* Document *
—————

Après 23 ans « de loyaux services et de gros plaisir », Laurent Saulnier, vice-président, programmation, évènements culturels et festivals, de Spectra, quittera son poste à la programmation des Francos et du Festival international de jazz de Montréal le 15 septembre. L’ancien journaliste demeurera l’imprésario de Pierre Lapointe. Entretien avec un éclaireur.

Marc Cassivi : Je ne savais pas que tu t’occupais de la carrière de Pierre Lapointe. Est-ce une troisième carrière qui s’amorce pour toi ? Après journaliste et programmateur, agent d’artiste ?

Laurent Saulnier : Si tu mets le mot « artiste » au singulier, oui.

M. C. : Comme René Angélil !

L. S. : (Rires) Pas sûr qu’il serait d’accord !

M. C. : Est-ce relativement récent que tu t’occupes de Pierre, ou c’est moi qui n’ai pas vu passer la nouvelle ?

L. S. : On n’a pas fait de grande annonce. Quand l’ancien agent de Pierre a décidé il y a quelques années de prendre sa retraite, j’ai soumis ma candidature.

M. C. : Ton départ de Spectra, est-ce que c’est une façon de réduire tes activités pour te concentrer exclusivement sur la carrière de Pierre ? Ou il y a d’autres occasions qui se présentent à toi ?

L. S. : Ni l’un ni l’autre. Je sentais que le moment était venu, pour plusieurs raisons. La première, c’est que je laisse derrière une super équipe. Puis j’aime mieux me retirer maintenant qu’attendre qu’il soit trop tard.

M. C. : C’est-à-dire ?

L. S. : Il n’y a rien de pire que quelqu’un qui étire son séjour pour rien et qui est là pour être la mascotte des festivals. Ça ne me tente pas. J’ai eu la chance — c’est même plus que de la chance, c’est un vrai privilège – d’avoir toujours eu du plaisir dans ce que je faisais. J’ai juste l’intention de continuer.

—————

* Matériel *
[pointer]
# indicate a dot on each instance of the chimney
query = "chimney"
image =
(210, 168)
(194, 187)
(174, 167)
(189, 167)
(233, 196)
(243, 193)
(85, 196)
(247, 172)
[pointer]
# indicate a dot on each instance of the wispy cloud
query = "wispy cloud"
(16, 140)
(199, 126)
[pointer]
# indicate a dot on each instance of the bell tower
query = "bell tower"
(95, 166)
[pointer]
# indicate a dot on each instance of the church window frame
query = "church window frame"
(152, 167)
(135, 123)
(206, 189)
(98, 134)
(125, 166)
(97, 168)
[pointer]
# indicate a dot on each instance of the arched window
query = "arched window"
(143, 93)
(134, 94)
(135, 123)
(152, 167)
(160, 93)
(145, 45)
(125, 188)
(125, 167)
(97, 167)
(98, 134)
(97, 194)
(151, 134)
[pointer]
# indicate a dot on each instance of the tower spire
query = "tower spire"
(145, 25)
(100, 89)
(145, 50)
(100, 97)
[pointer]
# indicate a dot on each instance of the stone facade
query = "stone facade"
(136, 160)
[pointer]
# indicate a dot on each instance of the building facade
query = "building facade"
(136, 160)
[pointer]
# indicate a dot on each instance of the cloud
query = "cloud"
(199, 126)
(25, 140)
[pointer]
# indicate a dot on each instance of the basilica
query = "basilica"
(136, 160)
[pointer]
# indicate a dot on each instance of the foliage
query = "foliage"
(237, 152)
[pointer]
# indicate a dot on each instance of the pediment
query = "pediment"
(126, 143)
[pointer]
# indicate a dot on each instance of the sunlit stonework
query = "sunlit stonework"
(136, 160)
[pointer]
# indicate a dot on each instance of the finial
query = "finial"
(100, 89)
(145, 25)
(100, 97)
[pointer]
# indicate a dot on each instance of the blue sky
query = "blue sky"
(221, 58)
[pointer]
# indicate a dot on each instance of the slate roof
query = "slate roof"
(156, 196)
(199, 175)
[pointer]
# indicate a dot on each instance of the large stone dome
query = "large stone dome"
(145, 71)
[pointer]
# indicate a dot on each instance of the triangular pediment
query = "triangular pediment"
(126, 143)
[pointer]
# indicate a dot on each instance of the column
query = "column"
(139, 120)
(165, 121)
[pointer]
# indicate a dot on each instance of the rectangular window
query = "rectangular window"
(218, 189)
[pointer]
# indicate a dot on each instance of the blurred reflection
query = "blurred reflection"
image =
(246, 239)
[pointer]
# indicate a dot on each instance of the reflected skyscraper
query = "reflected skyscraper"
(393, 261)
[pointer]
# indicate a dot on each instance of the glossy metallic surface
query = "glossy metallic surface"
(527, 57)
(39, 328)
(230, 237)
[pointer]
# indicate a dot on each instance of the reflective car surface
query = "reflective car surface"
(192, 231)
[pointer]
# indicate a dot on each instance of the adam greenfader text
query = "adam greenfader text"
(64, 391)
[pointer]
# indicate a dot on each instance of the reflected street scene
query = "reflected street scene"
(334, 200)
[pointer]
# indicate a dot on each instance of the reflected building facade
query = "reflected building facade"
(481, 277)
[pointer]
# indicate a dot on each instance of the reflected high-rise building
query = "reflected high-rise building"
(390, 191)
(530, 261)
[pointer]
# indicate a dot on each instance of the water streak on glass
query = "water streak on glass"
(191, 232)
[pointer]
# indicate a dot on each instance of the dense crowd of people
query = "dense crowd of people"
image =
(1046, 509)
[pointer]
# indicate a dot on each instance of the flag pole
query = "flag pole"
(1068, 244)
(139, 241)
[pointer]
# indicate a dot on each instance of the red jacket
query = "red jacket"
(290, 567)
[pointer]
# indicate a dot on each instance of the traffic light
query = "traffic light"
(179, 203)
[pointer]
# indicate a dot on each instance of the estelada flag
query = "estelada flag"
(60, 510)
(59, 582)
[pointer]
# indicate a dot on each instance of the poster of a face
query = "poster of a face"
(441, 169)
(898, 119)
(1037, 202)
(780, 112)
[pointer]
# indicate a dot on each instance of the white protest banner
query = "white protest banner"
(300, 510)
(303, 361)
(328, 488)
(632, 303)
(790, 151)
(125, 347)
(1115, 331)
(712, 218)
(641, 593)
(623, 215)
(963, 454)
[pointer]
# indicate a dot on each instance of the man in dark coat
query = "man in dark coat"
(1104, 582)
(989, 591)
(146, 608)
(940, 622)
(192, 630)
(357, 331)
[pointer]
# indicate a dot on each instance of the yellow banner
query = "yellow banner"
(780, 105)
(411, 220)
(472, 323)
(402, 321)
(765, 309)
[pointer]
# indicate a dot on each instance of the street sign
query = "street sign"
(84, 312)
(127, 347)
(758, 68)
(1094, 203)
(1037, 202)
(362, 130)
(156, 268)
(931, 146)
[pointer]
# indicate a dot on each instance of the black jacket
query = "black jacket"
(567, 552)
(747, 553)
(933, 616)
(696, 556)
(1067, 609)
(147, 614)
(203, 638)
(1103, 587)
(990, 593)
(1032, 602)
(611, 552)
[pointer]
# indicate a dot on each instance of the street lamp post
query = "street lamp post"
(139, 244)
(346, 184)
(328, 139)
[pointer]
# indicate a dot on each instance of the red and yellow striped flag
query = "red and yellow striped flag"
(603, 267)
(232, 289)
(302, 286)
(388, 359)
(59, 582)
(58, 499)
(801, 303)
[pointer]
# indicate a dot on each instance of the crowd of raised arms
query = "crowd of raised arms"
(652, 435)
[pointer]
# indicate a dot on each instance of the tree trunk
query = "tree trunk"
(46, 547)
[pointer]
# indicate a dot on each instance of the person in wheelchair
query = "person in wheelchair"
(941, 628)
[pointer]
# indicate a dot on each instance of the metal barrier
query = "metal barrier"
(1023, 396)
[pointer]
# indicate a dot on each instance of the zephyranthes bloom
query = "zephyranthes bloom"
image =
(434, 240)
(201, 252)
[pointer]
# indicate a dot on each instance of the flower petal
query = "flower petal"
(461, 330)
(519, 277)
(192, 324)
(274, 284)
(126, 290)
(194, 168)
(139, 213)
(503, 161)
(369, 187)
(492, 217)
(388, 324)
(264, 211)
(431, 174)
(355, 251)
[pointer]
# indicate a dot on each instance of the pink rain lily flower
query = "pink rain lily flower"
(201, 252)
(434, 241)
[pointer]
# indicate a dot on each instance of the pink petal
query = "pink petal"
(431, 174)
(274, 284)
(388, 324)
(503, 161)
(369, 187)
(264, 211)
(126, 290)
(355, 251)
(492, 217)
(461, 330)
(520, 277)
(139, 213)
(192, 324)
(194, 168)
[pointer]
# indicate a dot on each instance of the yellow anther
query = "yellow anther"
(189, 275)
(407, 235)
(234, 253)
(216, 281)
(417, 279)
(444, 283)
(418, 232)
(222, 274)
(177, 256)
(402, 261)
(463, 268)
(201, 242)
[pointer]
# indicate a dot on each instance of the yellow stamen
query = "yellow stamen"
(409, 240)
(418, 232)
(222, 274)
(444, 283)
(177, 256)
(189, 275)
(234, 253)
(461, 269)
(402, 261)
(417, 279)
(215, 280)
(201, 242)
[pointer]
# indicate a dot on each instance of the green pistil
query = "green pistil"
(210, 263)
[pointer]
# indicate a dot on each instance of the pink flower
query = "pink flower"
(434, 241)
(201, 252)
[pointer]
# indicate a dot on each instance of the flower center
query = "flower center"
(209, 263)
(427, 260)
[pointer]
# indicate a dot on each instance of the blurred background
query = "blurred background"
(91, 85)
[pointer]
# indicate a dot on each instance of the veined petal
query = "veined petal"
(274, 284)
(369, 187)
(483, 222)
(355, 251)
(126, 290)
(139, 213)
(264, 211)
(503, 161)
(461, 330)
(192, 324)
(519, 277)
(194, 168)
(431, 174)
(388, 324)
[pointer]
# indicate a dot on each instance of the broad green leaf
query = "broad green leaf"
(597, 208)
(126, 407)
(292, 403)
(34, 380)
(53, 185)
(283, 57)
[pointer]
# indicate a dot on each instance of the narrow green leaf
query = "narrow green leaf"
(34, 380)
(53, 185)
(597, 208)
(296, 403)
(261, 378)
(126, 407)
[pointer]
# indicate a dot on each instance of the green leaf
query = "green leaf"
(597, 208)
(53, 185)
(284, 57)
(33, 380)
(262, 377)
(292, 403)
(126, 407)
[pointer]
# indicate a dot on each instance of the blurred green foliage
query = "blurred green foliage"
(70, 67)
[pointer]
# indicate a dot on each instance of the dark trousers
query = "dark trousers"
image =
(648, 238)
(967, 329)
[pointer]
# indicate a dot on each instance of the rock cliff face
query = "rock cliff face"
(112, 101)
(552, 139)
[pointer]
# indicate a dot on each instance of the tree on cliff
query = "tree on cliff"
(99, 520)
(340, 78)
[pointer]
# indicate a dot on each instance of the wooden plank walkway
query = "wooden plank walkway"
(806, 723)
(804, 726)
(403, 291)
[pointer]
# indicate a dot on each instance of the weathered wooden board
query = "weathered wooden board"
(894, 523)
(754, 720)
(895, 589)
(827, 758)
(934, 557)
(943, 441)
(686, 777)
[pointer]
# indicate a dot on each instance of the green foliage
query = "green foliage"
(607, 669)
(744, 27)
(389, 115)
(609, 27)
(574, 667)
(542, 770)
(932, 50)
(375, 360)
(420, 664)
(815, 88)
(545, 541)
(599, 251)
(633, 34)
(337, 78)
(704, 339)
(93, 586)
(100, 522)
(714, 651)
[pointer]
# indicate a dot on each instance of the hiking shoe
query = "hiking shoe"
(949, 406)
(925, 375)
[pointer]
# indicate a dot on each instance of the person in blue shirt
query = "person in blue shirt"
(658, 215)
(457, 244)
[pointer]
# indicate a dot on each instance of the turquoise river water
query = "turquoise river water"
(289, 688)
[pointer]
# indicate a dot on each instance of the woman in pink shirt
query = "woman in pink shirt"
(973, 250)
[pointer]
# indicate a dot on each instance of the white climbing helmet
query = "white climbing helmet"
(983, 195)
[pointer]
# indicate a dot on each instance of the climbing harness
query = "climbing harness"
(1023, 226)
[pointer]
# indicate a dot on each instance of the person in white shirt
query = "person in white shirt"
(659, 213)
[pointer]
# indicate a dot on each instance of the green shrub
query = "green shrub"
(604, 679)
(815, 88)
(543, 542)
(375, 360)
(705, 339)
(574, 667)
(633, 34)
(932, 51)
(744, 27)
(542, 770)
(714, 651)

—————

* Consigne 1 *
Selon l'entretien, à quelle date Laurent Saulnier quittera-t-il son poste à la programmation des Francos et du Festival international de jazz de Montréal ?
* Consigne 2 *
Transcrivez le passage de l'entretien qui commence par « M. C. : Ton » et se poursuit jusqu'à « soit trop tard. ».

* Réponse attendue 1 *
Le 15 septembre.

* Réponse attendue 2 *
M. C. : Ton départ de Spectra, est-ce que c’est une façon de réduire tes activités pour te concentrer exclusivement sur la carrière de Pierre ? Ou il y a d’autres occasions qui se présentent à toi ?

L. S. : Ni l’un ni l’autre. Je sentais que le moment était venu, pour plusieurs raisons. La première, c’est que je laisse derrière une super équipe. Puis j’aime mieux me retirer maintenant qu’attendre qu’il soit trop tard.